[WORK TO COMPLETE]:
Copy each line of the records that contains the word "fire".

[Stored entries]:
━━━━

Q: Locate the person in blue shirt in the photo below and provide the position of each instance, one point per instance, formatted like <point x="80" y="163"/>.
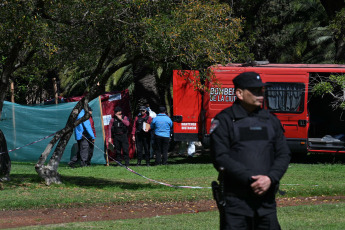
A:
<point x="85" y="137"/>
<point x="162" y="126"/>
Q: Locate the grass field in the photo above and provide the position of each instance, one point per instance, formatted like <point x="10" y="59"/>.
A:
<point x="321" y="217"/>
<point x="100" y="184"/>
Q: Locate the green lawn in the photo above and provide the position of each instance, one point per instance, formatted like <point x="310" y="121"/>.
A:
<point x="101" y="184"/>
<point x="320" y="217"/>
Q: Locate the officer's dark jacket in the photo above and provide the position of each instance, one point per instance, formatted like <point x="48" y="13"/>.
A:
<point x="247" y="145"/>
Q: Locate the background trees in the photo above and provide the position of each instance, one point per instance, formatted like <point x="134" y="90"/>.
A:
<point x="96" y="46"/>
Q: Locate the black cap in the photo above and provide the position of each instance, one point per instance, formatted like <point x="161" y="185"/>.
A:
<point x="117" y="109"/>
<point x="248" y="80"/>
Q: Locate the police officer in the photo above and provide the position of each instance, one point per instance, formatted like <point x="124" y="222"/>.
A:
<point x="118" y="131"/>
<point x="248" y="142"/>
<point x="141" y="135"/>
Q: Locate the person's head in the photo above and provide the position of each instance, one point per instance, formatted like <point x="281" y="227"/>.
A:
<point x="162" y="109"/>
<point x="118" y="110"/>
<point x="142" y="110"/>
<point x="249" y="90"/>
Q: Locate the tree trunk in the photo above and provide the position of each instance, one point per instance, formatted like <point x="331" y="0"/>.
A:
<point x="5" y="160"/>
<point x="49" y="172"/>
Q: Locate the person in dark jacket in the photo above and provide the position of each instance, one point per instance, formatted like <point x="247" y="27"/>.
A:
<point x="92" y="141"/>
<point x="248" y="142"/>
<point x="141" y="135"/>
<point x="84" y="136"/>
<point x="162" y="127"/>
<point x="118" y="132"/>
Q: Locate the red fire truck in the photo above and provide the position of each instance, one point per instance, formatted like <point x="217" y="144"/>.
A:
<point x="310" y="123"/>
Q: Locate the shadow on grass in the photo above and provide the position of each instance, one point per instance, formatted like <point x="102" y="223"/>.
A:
<point x="28" y="180"/>
<point x="319" y="158"/>
<point x="91" y="182"/>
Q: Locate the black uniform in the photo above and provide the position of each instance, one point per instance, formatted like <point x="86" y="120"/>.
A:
<point x="119" y="134"/>
<point x="142" y="139"/>
<point x="247" y="145"/>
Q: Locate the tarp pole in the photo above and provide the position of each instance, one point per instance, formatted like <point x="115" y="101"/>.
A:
<point x="103" y="132"/>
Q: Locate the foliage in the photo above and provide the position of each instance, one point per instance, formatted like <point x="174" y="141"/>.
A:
<point x="284" y="31"/>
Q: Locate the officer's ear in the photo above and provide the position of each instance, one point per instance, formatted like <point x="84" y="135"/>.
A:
<point x="239" y="93"/>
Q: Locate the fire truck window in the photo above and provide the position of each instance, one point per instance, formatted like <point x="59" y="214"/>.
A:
<point x="285" y="97"/>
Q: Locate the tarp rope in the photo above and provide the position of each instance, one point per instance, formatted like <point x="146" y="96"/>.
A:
<point x="119" y="163"/>
<point x="30" y="143"/>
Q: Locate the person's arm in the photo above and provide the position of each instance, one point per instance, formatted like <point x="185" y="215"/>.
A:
<point x="282" y="154"/>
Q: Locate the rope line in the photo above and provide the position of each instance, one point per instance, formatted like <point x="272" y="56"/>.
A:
<point x="147" y="178"/>
<point x="129" y="169"/>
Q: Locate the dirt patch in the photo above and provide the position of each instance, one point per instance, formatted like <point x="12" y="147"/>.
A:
<point x="20" y="218"/>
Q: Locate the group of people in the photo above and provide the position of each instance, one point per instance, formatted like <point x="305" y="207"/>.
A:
<point x="85" y="134"/>
<point x="247" y="144"/>
<point x="150" y="130"/>
<point x="150" y="133"/>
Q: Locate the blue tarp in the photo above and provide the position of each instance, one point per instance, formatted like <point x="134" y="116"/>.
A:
<point x="22" y="125"/>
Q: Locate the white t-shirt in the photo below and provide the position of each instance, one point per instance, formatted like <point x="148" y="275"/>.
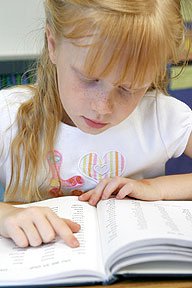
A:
<point x="157" y="130"/>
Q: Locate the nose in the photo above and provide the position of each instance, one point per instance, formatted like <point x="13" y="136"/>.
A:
<point x="102" y="103"/>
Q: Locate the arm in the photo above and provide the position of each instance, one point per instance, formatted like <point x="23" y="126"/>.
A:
<point x="173" y="187"/>
<point x="35" y="225"/>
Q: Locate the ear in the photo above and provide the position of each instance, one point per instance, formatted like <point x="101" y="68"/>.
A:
<point x="51" y="45"/>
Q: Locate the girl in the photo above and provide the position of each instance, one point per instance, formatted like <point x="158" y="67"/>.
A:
<point x="97" y="120"/>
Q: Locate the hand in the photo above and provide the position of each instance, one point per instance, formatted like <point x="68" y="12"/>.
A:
<point x="36" y="225"/>
<point x="144" y="189"/>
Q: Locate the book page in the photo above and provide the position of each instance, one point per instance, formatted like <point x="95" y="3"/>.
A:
<point x="56" y="257"/>
<point x="134" y="223"/>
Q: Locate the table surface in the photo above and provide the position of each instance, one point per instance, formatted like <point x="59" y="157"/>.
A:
<point x="147" y="284"/>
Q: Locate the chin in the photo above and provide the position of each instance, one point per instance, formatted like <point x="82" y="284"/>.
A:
<point x="92" y="131"/>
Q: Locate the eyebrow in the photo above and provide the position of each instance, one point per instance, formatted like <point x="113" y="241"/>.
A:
<point x="77" y="70"/>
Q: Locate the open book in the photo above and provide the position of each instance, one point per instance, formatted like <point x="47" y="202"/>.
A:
<point x="119" y="237"/>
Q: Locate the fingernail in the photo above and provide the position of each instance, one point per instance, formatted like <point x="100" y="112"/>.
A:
<point x="75" y="243"/>
<point x="92" y="202"/>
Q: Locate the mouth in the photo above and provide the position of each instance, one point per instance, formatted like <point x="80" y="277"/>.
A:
<point x="94" y="124"/>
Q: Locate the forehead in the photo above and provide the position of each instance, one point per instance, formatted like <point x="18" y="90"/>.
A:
<point x="80" y="56"/>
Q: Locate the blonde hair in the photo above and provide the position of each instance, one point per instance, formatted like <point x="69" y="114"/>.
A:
<point x="149" y="33"/>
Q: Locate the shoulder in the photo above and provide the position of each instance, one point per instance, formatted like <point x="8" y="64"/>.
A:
<point x="163" y="103"/>
<point x="170" y="118"/>
<point x="10" y="101"/>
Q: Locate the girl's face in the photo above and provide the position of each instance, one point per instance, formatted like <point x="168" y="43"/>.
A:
<point x="91" y="104"/>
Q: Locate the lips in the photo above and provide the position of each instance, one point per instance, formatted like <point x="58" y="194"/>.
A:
<point x="94" y="124"/>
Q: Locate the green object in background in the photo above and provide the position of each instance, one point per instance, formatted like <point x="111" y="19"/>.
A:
<point x="184" y="78"/>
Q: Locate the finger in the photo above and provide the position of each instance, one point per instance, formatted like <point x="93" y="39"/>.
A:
<point x="39" y="231"/>
<point x="96" y="194"/>
<point x="75" y="227"/>
<point x="63" y="230"/>
<point x="18" y="236"/>
<point x="86" y="196"/>
<point x="32" y="233"/>
<point x="113" y="187"/>
<point x="126" y="190"/>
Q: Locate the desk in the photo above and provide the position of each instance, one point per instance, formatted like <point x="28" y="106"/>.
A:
<point x="146" y="284"/>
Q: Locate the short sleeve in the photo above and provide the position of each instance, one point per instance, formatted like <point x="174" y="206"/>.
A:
<point x="175" y="124"/>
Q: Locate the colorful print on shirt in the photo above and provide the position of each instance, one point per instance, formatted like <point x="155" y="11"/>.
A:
<point x="59" y="185"/>
<point x="97" y="168"/>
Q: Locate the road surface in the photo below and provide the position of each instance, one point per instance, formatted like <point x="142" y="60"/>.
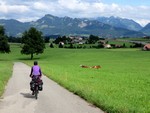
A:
<point x="53" y="99"/>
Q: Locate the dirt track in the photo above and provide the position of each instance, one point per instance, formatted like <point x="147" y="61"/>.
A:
<point x="53" y="99"/>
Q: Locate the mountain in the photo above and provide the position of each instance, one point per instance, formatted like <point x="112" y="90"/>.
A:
<point x="146" y="29"/>
<point x="53" y="25"/>
<point x="120" y="22"/>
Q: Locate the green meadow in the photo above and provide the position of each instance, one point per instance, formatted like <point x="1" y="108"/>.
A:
<point x="122" y="85"/>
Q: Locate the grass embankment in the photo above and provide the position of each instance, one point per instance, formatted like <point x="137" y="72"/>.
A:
<point x="121" y="85"/>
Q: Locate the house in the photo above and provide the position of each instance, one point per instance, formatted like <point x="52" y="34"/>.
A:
<point x="146" y="47"/>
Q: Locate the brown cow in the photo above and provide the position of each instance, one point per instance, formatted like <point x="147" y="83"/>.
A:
<point x="96" y="67"/>
<point x="83" y="66"/>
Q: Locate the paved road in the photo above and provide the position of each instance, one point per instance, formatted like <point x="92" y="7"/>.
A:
<point x="53" y="99"/>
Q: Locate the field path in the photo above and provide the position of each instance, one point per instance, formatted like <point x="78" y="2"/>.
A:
<point x="53" y="99"/>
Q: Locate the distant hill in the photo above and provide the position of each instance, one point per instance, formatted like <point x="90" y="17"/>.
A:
<point x="53" y="25"/>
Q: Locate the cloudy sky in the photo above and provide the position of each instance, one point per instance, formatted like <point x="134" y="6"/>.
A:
<point x="31" y="10"/>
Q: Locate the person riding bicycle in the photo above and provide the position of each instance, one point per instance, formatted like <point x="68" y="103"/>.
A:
<point x="35" y="73"/>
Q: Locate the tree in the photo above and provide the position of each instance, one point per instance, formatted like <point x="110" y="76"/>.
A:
<point x="33" y="42"/>
<point x="4" y="46"/>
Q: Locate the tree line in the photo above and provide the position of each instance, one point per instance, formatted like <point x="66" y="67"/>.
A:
<point x="32" y="41"/>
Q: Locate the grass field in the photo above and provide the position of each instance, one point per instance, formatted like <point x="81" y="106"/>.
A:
<point x="122" y="85"/>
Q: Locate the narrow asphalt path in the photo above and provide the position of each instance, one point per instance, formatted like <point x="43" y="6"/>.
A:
<point x="53" y="99"/>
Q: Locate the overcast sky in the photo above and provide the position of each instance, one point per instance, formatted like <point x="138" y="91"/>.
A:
<point x="31" y="10"/>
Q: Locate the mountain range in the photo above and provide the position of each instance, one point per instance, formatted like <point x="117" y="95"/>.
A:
<point x="101" y="26"/>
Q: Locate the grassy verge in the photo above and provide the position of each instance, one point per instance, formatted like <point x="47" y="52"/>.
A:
<point x="121" y="85"/>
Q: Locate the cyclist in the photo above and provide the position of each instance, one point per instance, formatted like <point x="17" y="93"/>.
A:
<point x="35" y="73"/>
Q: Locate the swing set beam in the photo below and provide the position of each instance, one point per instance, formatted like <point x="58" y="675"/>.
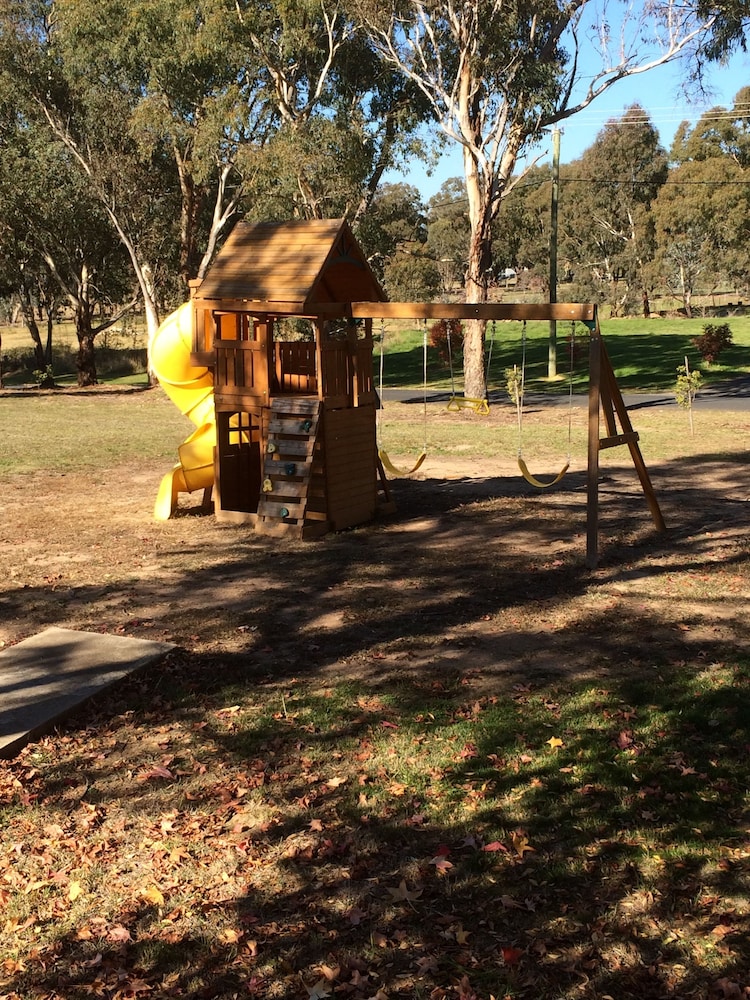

━━━━

[ANSWER AREA]:
Q: Locate the red fire truck in the photo above and provide the position of each instance, one point per instance, formatted like <point x="217" y="144"/>.
Q: Locate the fire truck window in the photo above and provide the position of each instance, one point per instance, formatted like <point x="59" y="214"/>.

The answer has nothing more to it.